Requirement: Please keep only the lines below that contain the word "concrete", and copy each of them out in full.

Extracted material:
-------------------------
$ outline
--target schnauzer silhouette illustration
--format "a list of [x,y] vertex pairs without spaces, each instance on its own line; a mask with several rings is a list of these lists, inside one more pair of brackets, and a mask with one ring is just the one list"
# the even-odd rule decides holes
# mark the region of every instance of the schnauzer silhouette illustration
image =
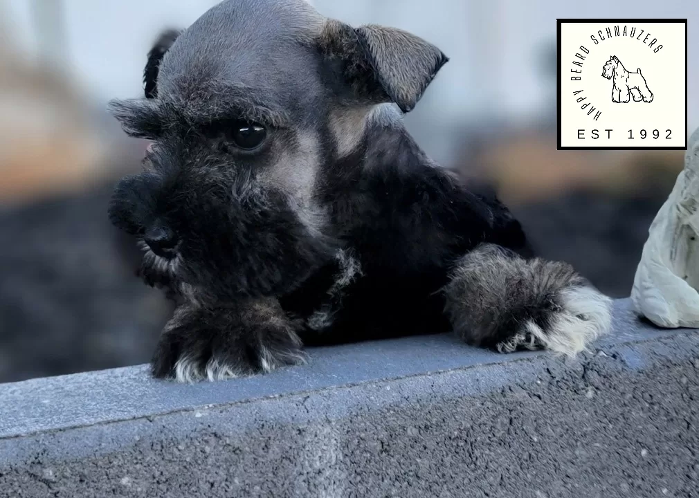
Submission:
[[627,71],[621,61],[616,55],[612,55],[602,68],[602,76],[612,80],[612,101],[626,103],[633,97],[634,102],[643,101],[653,101],[653,93],[648,88],[645,78],[641,74],[640,68],[635,72]]

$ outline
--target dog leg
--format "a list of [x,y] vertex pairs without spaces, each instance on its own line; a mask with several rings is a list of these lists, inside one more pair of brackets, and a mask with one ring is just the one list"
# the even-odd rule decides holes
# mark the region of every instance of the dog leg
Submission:
[[641,96],[643,97],[643,101],[650,103],[653,101],[653,93],[650,91],[650,89],[646,87],[639,86],[638,91],[640,92]]
[[274,298],[224,308],[183,305],[163,330],[152,374],[178,382],[217,381],[304,363],[299,327]]
[[612,87],[612,101],[619,103],[619,89],[617,88],[617,85]]
[[621,103],[627,103],[631,100],[628,92],[628,87],[620,88],[619,91],[619,101]]
[[501,353],[547,349],[570,356],[611,323],[611,300],[564,263],[525,260],[483,244],[445,287],[445,312],[465,341]]

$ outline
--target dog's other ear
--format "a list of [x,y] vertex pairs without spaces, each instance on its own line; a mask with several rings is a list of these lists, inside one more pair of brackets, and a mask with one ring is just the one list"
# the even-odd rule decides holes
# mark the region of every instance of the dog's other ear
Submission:
[[354,97],[371,103],[394,102],[403,112],[415,107],[449,59],[429,42],[396,28],[352,28],[329,20],[321,52],[340,61],[342,77]]
[[148,52],[148,60],[143,70],[143,86],[146,98],[154,98],[158,95],[158,71],[166,52],[180,36],[180,31],[168,29],[163,31]]

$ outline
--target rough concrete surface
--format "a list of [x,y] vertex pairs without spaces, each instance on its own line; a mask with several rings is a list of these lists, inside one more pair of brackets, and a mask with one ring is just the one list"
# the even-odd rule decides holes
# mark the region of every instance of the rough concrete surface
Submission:
[[574,360],[425,337],[213,384],[0,385],[0,497],[699,497],[699,334],[628,305]]

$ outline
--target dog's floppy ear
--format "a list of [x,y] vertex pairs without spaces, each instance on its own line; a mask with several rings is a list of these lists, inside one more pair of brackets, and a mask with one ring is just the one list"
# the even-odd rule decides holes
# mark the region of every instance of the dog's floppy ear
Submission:
[[319,40],[321,52],[340,62],[341,77],[354,97],[372,103],[394,102],[412,110],[449,59],[411,33],[376,24],[358,28],[329,20]]
[[170,50],[179,36],[180,31],[175,29],[167,29],[163,31],[148,52],[148,60],[143,70],[143,86],[146,98],[154,98],[157,96],[158,71],[160,63],[166,52]]

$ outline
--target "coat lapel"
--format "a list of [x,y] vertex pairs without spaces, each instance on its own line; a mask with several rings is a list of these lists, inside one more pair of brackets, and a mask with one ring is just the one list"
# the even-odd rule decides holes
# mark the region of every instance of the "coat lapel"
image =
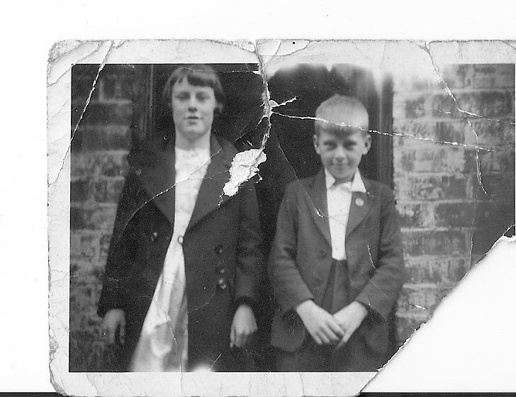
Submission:
[[171,225],[174,225],[175,212],[175,150],[172,141],[161,152],[147,154],[153,156],[140,164],[136,169],[142,184],[150,200],[161,210]]
[[369,212],[374,197],[369,193],[370,184],[364,179],[364,186],[366,192],[354,191],[352,194],[351,203],[349,204],[349,215],[346,226],[346,237],[349,235],[357,226],[364,220]]
[[325,181],[324,169],[313,179],[313,184],[307,185],[306,192],[308,194],[308,207],[313,221],[317,225],[322,235],[331,245],[332,238],[330,235],[330,220],[328,220],[328,206],[326,197],[326,183]]
[[[230,198],[223,194],[223,189],[229,181],[229,169],[232,152],[225,149],[212,135],[211,142],[211,159],[206,174],[203,179],[194,212],[187,229],[190,229],[210,212]],[[175,216],[175,150],[174,142],[167,145],[161,152],[150,152],[135,167],[142,184],[150,197],[174,225]],[[152,157],[152,158],[148,158]]]
[[194,212],[186,230],[231,197],[223,194],[223,189],[230,180],[230,168],[233,153],[221,147],[216,139],[211,140],[211,159],[197,196]]

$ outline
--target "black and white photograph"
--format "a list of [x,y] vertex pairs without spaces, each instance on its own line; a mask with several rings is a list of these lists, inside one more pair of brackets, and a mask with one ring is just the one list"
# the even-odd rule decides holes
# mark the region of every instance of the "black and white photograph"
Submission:
[[515,235],[515,58],[484,44],[61,43],[55,387],[353,395],[395,364]]

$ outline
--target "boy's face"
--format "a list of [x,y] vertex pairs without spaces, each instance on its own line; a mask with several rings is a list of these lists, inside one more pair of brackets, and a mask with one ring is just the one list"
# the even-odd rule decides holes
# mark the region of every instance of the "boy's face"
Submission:
[[356,128],[349,132],[330,133],[320,128],[313,146],[324,167],[339,182],[353,179],[362,156],[371,148],[371,136]]
[[213,88],[193,86],[183,79],[174,84],[172,101],[176,138],[195,142],[211,130],[217,106]]

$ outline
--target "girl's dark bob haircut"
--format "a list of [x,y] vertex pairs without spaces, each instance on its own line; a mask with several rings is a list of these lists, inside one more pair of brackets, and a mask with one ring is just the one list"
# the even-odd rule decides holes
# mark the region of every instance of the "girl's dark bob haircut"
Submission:
[[222,89],[222,84],[215,69],[207,65],[184,65],[176,69],[169,77],[163,89],[163,99],[170,104],[172,99],[172,87],[177,82],[186,79],[193,86],[209,86],[213,89],[217,106],[215,111],[220,113],[224,107],[225,96]]

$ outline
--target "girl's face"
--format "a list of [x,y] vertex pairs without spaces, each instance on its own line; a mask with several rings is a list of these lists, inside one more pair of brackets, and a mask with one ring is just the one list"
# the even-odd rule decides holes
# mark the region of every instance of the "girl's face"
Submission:
[[172,87],[172,116],[176,139],[195,143],[211,132],[213,111],[217,106],[213,89],[193,86],[186,79]]

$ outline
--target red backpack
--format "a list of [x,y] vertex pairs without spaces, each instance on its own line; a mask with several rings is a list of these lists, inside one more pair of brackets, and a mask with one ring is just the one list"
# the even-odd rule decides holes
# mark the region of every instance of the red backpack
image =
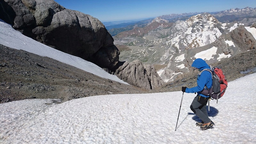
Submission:
[[204,89],[201,93],[207,95],[209,95],[214,99],[217,100],[223,96],[228,87],[228,82],[225,79],[225,76],[223,74],[222,70],[220,68],[212,67],[210,66],[211,69],[204,69],[201,73],[204,70],[211,72],[212,79],[212,86],[210,89]]

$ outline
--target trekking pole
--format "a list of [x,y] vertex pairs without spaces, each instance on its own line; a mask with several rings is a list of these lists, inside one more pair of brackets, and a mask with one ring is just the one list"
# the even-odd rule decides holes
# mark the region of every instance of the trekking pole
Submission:
[[177,119],[177,123],[176,124],[176,128],[175,128],[175,131],[176,131],[176,129],[177,128],[177,124],[178,124],[178,120],[179,120],[179,116],[180,116],[180,108],[181,108],[181,103],[182,103],[182,99],[183,99],[183,95],[184,94],[184,92],[182,94],[182,97],[181,97],[181,101],[180,102],[180,110],[179,111],[179,115],[178,115],[178,119]]

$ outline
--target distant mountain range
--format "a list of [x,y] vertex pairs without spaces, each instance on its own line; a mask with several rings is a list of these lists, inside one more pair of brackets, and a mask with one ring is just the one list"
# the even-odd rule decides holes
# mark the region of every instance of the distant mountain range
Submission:
[[[235,21],[242,20],[244,18],[256,18],[256,16],[255,16],[255,9],[256,8],[252,9],[247,7],[244,9],[231,9],[220,12],[209,13],[214,16],[220,22],[228,23]],[[185,20],[193,16],[202,13],[203,12],[172,14],[162,15],[157,18],[167,20],[169,22],[175,22],[177,20]],[[136,27],[143,28],[147,25],[146,23],[147,21],[151,21],[154,19],[149,19],[140,21],[126,22],[118,24],[115,24],[115,22],[113,22],[113,23],[111,22],[103,23],[108,32],[113,36],[121,32],[131,30]]]
[[[153,65],[162,79],[170,82],[192,70],[189,66],[196,58],[211,64],[256,47],[256,36],[252,35],[256,29],[256,9],[231,9],[214,13],[201,13],[175,22],[170,20],[191,14],[179,17],[163,16],[143,28],[121,32],[113,36],[120,51],[119,60],[138,59]],[[231,20],[235,19],[241,20]]]

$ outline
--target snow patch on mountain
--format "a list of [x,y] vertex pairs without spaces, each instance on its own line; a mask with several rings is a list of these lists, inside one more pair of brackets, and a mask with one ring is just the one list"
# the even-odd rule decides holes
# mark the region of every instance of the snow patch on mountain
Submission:
[[234,46],[234,47],[236,47],[234,44],[234,43],[231,41],[226,40],[225,41],[225,42],[226,42],[226,44],[228,44],[228,45],[229,46]]
[[247,31],[252,34],[254,38],[256,39],[256,28],[254,27],[250,28],[248,27],[245,27],[244,28]]
[[209,60],[213,58],[213,56],[216,54],[217,50],[218,48],[213,46],[210,49],[198,52],[194,57],[196,59],[200,58],[205,60]]

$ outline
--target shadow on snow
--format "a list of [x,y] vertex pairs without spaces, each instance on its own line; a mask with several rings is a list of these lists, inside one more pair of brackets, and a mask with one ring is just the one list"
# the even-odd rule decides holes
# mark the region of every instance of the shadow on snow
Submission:
[[[215,108],[212,107],[210,106],[210,111],[208,111],[208,106],[206,106],[206,109],[207,109],[207,113],[208,114],[208,116],[209,117],[213,117],[215,116],[217,116],[219,113],[219,110]],[[187,118],[189,115],[194,115],[195,116],[192,117],[192,119],[195,120],[196,122],[202,122],[201,120],[194,113],[188,113],[188,115],[187,115],[187,116],[186,116],[186,117],[185,117],[184,119],[183,120],[182,122],[181,122],[180,124],[177,127],[177,129],[181,125],[183,122]],[[210,119],[211,119],[210,118]]]

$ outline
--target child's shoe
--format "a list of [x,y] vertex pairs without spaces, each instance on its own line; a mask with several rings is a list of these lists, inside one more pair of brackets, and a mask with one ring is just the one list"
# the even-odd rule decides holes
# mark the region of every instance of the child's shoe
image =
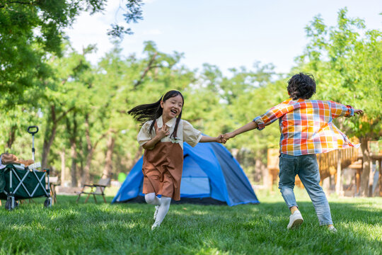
-------------------------
Expected answer:
--target rough concrete surface
# mark the region of every instance of the rough concrete surface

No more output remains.